▶ [WHAT YOU WILL DO]
(1) In the Erlang mailing-list post, update the passage from "On 06/09/2012 01:51" to "insertion and deletion.", replacing "red-black" with "AVL".
(2) Answer these questions from the Erlang mailing-list post:
(a) On what date was the post sent?
(b) Who wrote the quoted message?
(c) Which two operations does the quoted message call faster?
(3) Proceed with the Erlang mailing-list post from the point where it stops.

▶ [DOCUMENT PASSAGE]
** START **

[erlang-questions] Data structures are strange things

Sat Jun 9 15:48:19 CEST 2012

On 06/09/2012 01:51 AM, Robert Virding wrote:
> No, it is not surprising when you think about it. I just found it a bit surprising that the conventions which seem to apply to imperative languages have been more less imported into the functional/declarative world where they don't apply to the same degree. It seems that in the functional world going "red-black" seems to be accepted even though there aren't many benefits of it. The code is a little simpler, but for 2-3 trees the difference is very small. And it is faster for insertion and deletion.

** END **

Location identification items:
** START **

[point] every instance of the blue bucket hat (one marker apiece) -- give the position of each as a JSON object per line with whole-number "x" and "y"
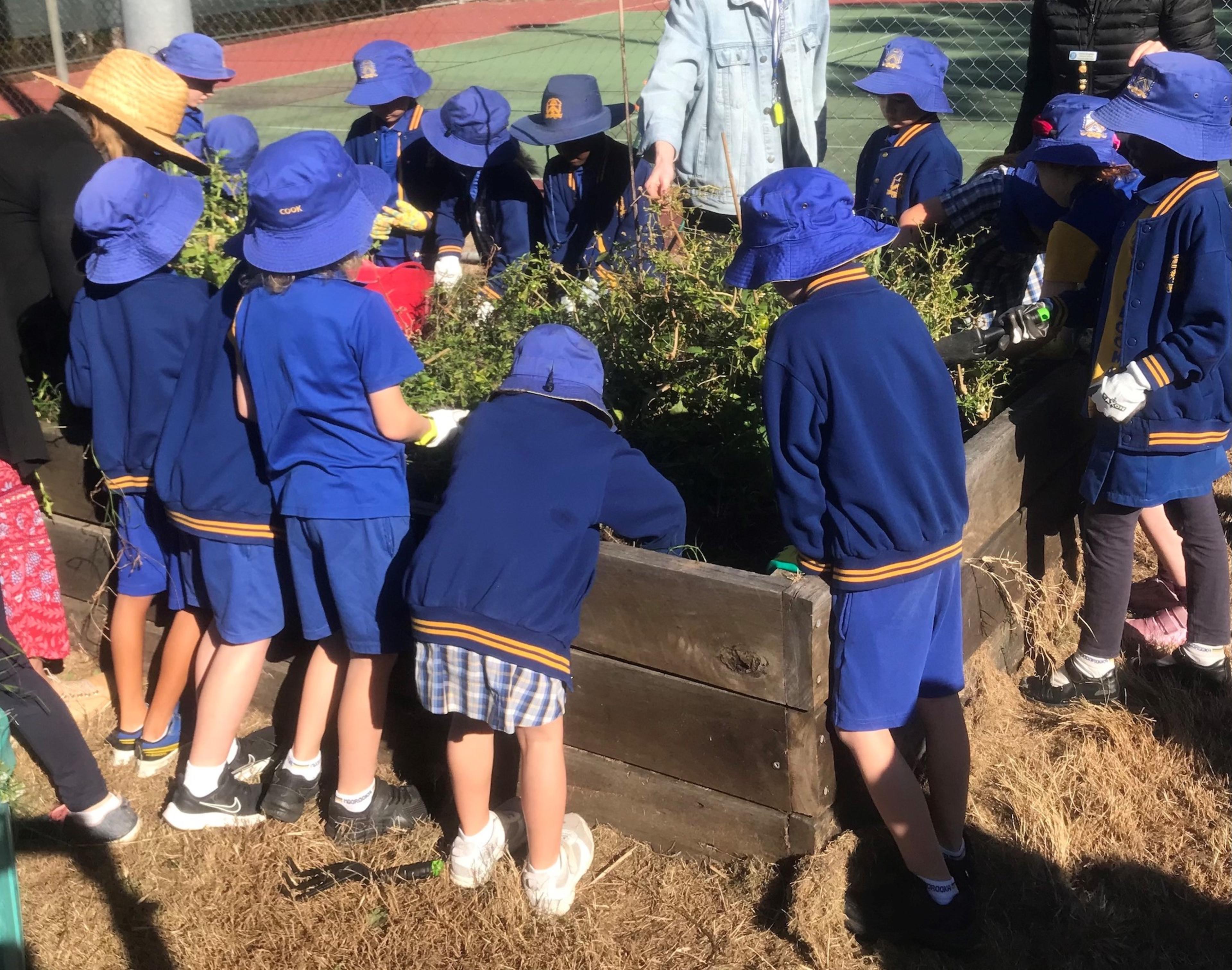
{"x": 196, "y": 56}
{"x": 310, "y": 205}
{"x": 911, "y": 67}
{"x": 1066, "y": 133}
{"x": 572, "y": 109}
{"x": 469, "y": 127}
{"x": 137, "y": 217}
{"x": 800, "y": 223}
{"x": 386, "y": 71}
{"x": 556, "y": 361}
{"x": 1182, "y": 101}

** END **
** START **

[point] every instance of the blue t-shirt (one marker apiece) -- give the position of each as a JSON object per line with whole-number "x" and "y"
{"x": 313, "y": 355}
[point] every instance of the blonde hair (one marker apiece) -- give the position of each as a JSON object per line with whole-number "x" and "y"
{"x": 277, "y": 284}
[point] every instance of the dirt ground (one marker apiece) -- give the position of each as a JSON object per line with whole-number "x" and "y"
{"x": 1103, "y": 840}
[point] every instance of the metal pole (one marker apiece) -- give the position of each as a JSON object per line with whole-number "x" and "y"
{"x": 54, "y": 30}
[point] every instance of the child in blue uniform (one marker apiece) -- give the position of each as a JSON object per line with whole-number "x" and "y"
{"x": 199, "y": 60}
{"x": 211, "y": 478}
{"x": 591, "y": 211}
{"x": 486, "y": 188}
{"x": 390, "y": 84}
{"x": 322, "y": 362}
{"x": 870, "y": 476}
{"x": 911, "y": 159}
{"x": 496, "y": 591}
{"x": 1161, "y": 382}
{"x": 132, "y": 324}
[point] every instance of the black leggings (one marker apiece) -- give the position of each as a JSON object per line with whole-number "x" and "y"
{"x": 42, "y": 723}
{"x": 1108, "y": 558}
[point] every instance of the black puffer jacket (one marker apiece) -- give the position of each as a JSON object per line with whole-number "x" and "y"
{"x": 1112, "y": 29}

** END **
** START **

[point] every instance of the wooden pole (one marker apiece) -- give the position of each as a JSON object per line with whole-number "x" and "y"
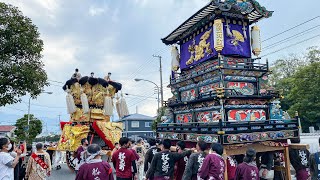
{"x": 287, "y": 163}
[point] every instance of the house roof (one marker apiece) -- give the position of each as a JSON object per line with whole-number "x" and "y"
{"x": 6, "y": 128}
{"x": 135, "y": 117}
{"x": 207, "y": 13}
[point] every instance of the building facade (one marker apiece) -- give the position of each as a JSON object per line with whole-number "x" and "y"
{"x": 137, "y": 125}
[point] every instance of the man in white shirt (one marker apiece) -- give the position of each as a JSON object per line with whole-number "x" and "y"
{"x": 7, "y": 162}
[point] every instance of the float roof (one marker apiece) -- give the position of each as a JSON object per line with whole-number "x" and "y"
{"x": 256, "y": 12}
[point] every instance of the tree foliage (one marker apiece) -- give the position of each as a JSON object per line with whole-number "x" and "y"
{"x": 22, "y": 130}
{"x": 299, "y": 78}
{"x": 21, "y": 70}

** END **

▶ [RESPONSES TO THE EXERCISE]
(1)
On 06/09/2012 01:51 AM, Robert Virding wrote:
> No, it is not surprising when you think about it. I just found it a bit surprising that the conventions which seem to apply to imperative languages have been more less imported into the functional/declarative world where they don't apply to the same degree. It seems that in the functional world going "AVL" seems to be accepted even though there aren't many benefits of it. The code is a little simpler, but for 2-3 trees the difference is very small. And it is faster for insertion and deletion.

(2)
(a) Saturday, June 9, 2012
(b) Robert Virding
(c) Insertion and deletion

(3)
>
> ----- Original Message -----
>> If you take a look at a typical 2-3-4 tree implementation in Java
>>      http://www.cs.berkeley.edu/~jrs/61bs02/hw/hw7/dict/Tree234.java
>>>>   http://www.cs.berkeley.edu/~jrs/61bs02/hw/hw7/dict/Tree234Node.java
>> you'll see nodes containing
>>
>> 	an integer saying how many keys there are
>> 	three keys
>> 	four links to children nodes
>> 	a link to a parent node
>>
>> Allow one word for "what is the class of this object" and that's
>> 10 words per node.
>>
>> Using Erlang tuples, we'd have
>> 	{K1,C0,C1}			4 words
>> 	{K1,K2,C0,C1,C2}		6 words
>> 	{K1,K2,K3,C0,C1,C2,C3}		8 words

One advantage the General Balanced trees have compared to RB-trees and 
AVL trees is that they don't need any additional information per node 
(like a colour or size). Each GB-tree node is {Key, Value, Smaller, 
Bigger} (5 words), and adding an extra field would mean 6 words, a 20% 
increase both in memory usage and in words written per node update. The 
code is also very straightforward, since there are no special cases 
anywhere, only a check for rebalancing.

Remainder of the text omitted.